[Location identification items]
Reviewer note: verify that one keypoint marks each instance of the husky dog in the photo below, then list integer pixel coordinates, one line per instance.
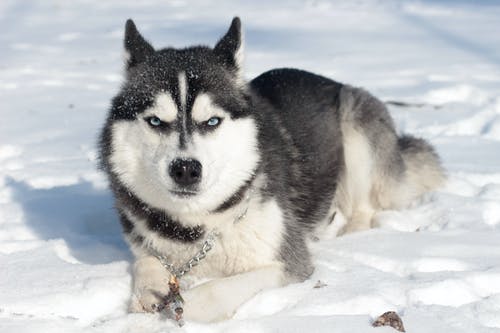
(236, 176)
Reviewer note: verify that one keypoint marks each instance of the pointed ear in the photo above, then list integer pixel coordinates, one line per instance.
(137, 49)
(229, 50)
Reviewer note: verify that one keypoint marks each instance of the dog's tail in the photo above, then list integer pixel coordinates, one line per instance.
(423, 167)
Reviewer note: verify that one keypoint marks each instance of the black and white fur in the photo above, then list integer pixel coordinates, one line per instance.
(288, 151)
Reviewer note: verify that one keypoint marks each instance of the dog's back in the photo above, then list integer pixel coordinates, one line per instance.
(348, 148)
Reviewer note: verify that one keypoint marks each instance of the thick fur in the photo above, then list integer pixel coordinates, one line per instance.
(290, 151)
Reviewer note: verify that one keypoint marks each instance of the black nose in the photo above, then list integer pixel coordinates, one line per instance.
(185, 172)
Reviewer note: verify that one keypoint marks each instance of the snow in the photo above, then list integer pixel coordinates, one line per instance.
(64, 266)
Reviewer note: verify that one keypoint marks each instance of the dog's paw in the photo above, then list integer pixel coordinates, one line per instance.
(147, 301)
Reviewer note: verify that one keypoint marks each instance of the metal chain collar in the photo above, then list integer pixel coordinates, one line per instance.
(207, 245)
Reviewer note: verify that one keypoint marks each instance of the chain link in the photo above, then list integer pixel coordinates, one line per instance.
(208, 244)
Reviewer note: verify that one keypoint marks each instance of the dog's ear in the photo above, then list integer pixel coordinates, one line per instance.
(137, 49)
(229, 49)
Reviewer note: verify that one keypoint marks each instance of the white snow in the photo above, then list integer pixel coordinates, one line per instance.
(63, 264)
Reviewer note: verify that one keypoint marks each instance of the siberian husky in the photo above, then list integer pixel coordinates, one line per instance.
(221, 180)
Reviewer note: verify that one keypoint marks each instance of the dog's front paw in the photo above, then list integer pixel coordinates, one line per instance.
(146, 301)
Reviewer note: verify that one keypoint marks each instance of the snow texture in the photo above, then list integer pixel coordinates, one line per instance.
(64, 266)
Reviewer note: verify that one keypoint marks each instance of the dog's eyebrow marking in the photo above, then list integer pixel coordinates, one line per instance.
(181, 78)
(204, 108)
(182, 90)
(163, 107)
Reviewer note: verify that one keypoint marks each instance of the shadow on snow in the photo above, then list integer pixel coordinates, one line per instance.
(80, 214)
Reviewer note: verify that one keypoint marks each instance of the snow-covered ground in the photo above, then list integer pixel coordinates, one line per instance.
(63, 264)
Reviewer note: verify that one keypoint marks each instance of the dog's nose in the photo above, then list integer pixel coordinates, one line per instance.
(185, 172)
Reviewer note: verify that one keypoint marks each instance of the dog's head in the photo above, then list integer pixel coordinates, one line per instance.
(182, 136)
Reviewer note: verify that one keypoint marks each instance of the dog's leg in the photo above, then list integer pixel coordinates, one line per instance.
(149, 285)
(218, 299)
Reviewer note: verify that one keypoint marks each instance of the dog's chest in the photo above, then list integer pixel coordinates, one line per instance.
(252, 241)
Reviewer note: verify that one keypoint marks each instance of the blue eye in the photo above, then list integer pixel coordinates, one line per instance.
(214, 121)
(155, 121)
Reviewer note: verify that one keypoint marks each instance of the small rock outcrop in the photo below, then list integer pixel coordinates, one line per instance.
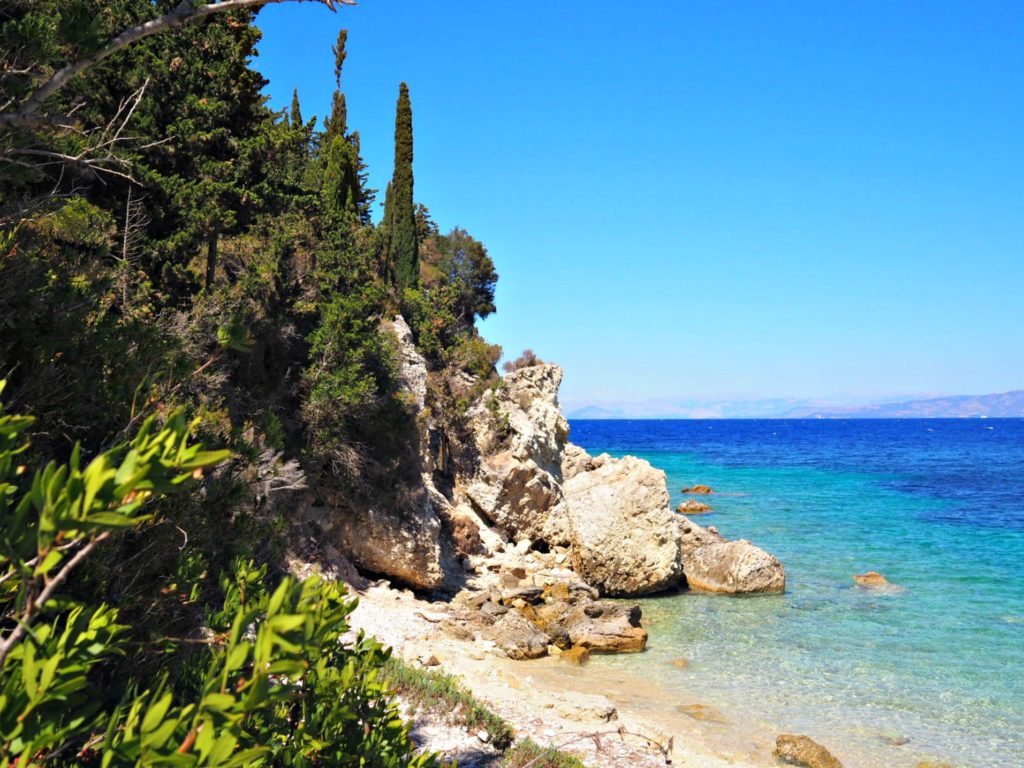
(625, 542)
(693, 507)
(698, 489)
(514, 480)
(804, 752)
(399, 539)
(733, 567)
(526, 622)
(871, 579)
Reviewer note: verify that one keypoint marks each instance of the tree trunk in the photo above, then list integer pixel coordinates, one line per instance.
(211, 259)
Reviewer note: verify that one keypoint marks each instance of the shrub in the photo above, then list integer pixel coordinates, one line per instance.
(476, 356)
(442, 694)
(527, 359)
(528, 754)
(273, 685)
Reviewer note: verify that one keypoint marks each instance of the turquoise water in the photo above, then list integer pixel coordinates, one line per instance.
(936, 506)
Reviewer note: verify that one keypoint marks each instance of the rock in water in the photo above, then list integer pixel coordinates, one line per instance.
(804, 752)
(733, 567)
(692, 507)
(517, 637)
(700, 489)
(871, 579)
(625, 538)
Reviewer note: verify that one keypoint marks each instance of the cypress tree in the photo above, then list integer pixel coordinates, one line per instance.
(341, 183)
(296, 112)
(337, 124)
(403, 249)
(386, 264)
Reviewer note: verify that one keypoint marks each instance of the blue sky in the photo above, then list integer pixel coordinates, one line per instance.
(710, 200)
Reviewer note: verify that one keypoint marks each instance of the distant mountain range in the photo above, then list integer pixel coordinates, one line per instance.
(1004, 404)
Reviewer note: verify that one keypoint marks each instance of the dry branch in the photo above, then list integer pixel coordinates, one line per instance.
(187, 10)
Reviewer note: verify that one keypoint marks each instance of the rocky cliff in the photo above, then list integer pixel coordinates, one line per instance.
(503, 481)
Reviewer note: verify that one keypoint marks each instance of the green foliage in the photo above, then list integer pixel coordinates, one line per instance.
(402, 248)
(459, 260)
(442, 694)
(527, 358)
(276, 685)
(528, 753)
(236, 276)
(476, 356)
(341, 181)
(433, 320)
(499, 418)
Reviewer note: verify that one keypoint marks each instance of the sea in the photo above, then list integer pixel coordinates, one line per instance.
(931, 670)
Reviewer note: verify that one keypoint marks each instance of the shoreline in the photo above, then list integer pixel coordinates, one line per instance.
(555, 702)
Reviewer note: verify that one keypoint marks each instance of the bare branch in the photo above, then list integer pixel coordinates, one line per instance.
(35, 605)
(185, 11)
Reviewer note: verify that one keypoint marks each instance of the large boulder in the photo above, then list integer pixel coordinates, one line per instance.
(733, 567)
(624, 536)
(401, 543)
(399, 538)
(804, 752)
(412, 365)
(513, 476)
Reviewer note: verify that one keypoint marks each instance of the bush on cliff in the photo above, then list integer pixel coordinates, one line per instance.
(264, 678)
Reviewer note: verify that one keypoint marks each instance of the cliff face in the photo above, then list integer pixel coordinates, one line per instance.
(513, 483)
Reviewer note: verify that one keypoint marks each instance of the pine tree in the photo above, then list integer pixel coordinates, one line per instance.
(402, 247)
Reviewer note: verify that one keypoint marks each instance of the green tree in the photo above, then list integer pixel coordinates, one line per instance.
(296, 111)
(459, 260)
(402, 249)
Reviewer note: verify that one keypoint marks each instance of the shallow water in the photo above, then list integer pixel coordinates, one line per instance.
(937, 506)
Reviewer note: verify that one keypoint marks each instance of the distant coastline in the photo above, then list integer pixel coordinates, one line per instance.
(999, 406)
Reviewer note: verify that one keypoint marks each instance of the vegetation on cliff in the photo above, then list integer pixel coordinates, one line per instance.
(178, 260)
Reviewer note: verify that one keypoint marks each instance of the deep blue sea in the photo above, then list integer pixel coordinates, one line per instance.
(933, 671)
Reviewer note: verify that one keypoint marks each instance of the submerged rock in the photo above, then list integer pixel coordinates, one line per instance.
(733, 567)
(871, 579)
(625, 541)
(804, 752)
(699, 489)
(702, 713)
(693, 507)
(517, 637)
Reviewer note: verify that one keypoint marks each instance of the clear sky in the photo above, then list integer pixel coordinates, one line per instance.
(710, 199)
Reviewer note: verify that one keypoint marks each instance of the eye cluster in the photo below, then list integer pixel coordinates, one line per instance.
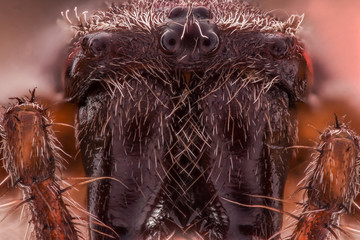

Stated goal
Return all the entries word for word, but omit any pictures they contain.

Solution for this exercise
Reviewer note: verify that one keypoint marks each instance of the husky dog in the photo below, then list integer pixel coordinates, one line per instance.
(236, 176)
Reviewer note: verify that one keypoint marks each instance of the pointed ear in the photo above, then list integer pixel coordinates, one line per instance.
(137, 49)
(229, 50)
Reviewer note: verify that one keypoint marks each instance of the dog's tail in the photo above, then list integer pixel coordinates, one line per instance.
(423, 167)
Reviewer note: verify that one keypoint marks each instance of the black and white fur in the photo above, then list integer pixel coordinates, one line per instance.
(288, 151)
Reviewer note: verify that one keypoint marks each instance of the dog's back in the photo above, then list integer pixel coordinates, one line per instance.
(348, 148)
Reviewer note: verify that one keypoint marks each instance of the thick fur in the photo above, then list integer pixel coordinates, one line per instance.
(290, 151)
Reviewer note: verify that one keypoint marks each instance of the black nose in the photo above, then list integer pixel coordinates, one line per instance.
(185, 172)
Reviewer note: verify that one keypoint marks each instance of the snow in the photo above, then list integer pixel coordinates, one line per instance.
(64, 266)
Reviewer note: verify that one keypoint marks each instance of the dog's paw in the photo above, then list integer pixel coordinates, one line per instance.
(147, 301)
Reviewer note: verify that one keypoint marks each instance of the metal chain collar in the photo above, then list integer pixel coordinates, one line per instance.
(207, 245)
Reviewer note: verify that one keypoint marks each instance of the chain link in the photo above, then list integer pixel coordinates, one line per instance.
(208, 244)
Reviewer note: verify that one keypoint marks each instance of the dog's ear in the photo above, then list integer pixel coordinates, one line per instance.
(137, 49)
(229, 49)
Reviewer note: verify that one keypoint marks each instance of the white snow in the photo above, then list integer pixel coordinates, one line per instance.
(63, 264)
Reviewer note: verify that one keypoint marks each instance of the siberian husky in the photo above, then list integer pixel coordinates, one line per instance.
(221, 180)
Reviewer note: verify that one keypoint marks each instance of the dog's front paw in the photo above, then list integer pixel coordinates, one line per instance.
(146, 301)
Reviewer note: verify that one keypoint marks each instance of the snow texture in the photo above, then list integer pixel coordinates, one line per instance.
(64, 266)
Reviewer note: verify that one keypoint marks each instance of the dog's eyebrow marking in the photo above, then list integer pixel coordinates, one line per instance.
(181, 78)
(204, 108)
(182, 90)
(163, 107)
Reviewer note: verify that one keypoint marks each instance of the shadow on snow in the photo above, then list integer pixel coordinates, one line per instance.
(80, 214)
Reviewer note: verify that one keypoint marks each instance of the snow-covered ground in the photo above, then list integer pixel coordinates, one line per instance.
(63, 264)
Reviewer note: verify that one keypoint marks each instance of the dog's nose in the photo above, then list integer pixel coordinates, one line per instance.
(185, 172)
Reviewer note: verify that one keypoint marks each instance of the dog's head in the photo above, then list integer pixel coordinates, one line per instance.
(182, 136)
Reviewer note: verify that one keypoint marks each instance of the dog's leg in the photo above, then list integer pixel coordinates, one line per instance.
(149, 285)
(218, 299)
Reviewer note: verify that one keypoint marks each instance of the dog's chest in the photo above, then list integer pixel coordinates, one line per instance.
(252, 241)
Reviewer note: verify that one keypoint marks each instance of the blue eye in the photo above, then list integer pixel coordinates, one line per instance.
(214, 121)
(155, 121)
Reviewer note: verify that one keypoint marks each instance of the small rock outcrop in the photo below, then list integer pixel coordinates, one line per instance.
(625, 542)
(693, 507)
(698, 489)
(514, 480)
(804, 752)
(399, 539)
(733, 567)
(526, 622)
(871, 579)
Reviewer note: verify that one keypoint marks each instance of the tree trunk in the photo above, then list integer pixel coordinates, one line per instance.
(211, 259)
Reviewer note: verify that one keypoint marks each instance of the shrub in the photo above, then list integer pixel coordinates, one line per instance.
(476, 356)
(442, 694)
(527, 359)
(528, 754)
(273, 685)
Reviewer note: verify that one keypoint marks each instance of the turquoise water in the photo above, then list integer pixel coordinates, one line per instance.
(936, 506)
Reviewer note: verify that one keypoint marks each instance of the rock in water in the photo above, then list integer pixel coordinates, one line per instance.
(804, 752)
(733, 567)
(692, 507)
(517, 637)
(700, 489)
(871, 579)
(625, 538)
Reviewer note: verify that one keypoint marks each instance of the cypress tree in the photo above, then list integer pixel coordinates, one line per instance.
(341, 183)
(296, 112)
(337, 124)
(403, 249)
(386, 264)
Reviewer note: verify that one keypoint marks each instance of the blue sky in the photo above, then list integer pixel coordinates, one line per instance.
(710, 200)
Reviewer note: verify that one keypoint marks each instance of the distant mountain range in the photo above, then list integer pixel coordinates, one line per instance.
(1004, 404)
Reviewer note: verify that one keypoint marks each instance of the dry branch in the photo above, then list integer pixel coordinates, one line per instance.
(187, 10)
Reviewer note: verify that one keypoint marks each instance of the rocky cliff in the photo above, then list integer pixel coordinates, one line per instance.
(503, 481)
Reviewer note: verify that one keypoint marks each instance of the green foliage in the photo above, then list integer pixel coordinates, one line per instance.
(402, 248)
(459, 260)
(442, 694)
(527, 358)
(276, 685)
(528, 753)
(236, 276)
(476, 356)
(341, 181)
(433, 320)
(499, 418)
Reviewer note: verify that one keypoint marks each instance of the sea in the photo above, then list integer pixel coordinates, one line per instance.
(931, 670)
Reviewer note: verify that one keypoint marks each instance of the shoreline in the photo above, then list integer pixel coordinates, one line per instance.
(555, 702)
Reviewer note: verify that one keypoint marks each instance of the bare branch in the photo above, then list integer pixel coordinates, one line per instance.
(35, 605)
(185, 11)
Reviewer note: verify that one keypoint marks each instance of the large boulder in the photo above, then list integer pixel coordinates, one line per instance.
(733, 567)
(624, 536)
(401, 543)
(399, 538)
(804, 752)
(412, 365)
(513, 476)
Reviewer note: verify that one keypoint marks each instance of the bush on cliff in the photo above, then list integer pixel coordinates, one line per instance.
(264, 678)
Reviewer note: verify that one keypoint marks each instance of the cliff face in the photo above, then list integer pixel coordinates, one line per instance.
(513, 483)
Reviewer note: verify that one keypoint marks each instance of the pine tree in the photo above, then list integer pixel coordinates, one line per instance.
(402, 247)
Reviewer note: verify that one keypoint marks each instance of the green tree in the photo above, then list integer pixel coordinates, one line per instance.
(296, 111)
(459, 260)
(402, 249)
Reviewer note: verify that one keypoint marks each instance of the shallow water in the photo above, then list integer pixel coordinates, one line per instance.
(937, 506)
Reviewer note: verify that one keypoint marks each instance of the distant coastline in the photo above, then list integer pixel coordinates, one line per instance.
(999, 406)
Reviewer note: verify that one keypoint marks each instance of the vegetation on cliff in the photo above, then list integer pixel coordinates, one line per instance.
(178, 260)
Reviewer note: verify that one keypoint marks each instance of the deep blue sea in the photo above, then list integer pixel coordinates, one line per instance.
(933, 671)
Reviewer note: verify that one keypoint marks each instance of the submerged rock in the photo above, then list integer pixel coordinates, one line per instance.
(733, 567)
(871, 579)
(625, 541)
(804, 752)
(699, 489)
(702, 713)
(693, 507)
(517, 637)
Reviewer note: verify that one keypoint marks each instance of the clear sky in the photo above, then list integer pixel coordinates, one line per instance.
(710, 199)
Reviewer note: verify that one keypoint marks each instance of the eye cluster in the photo below, then list integer pixel coordinates, one line per instance.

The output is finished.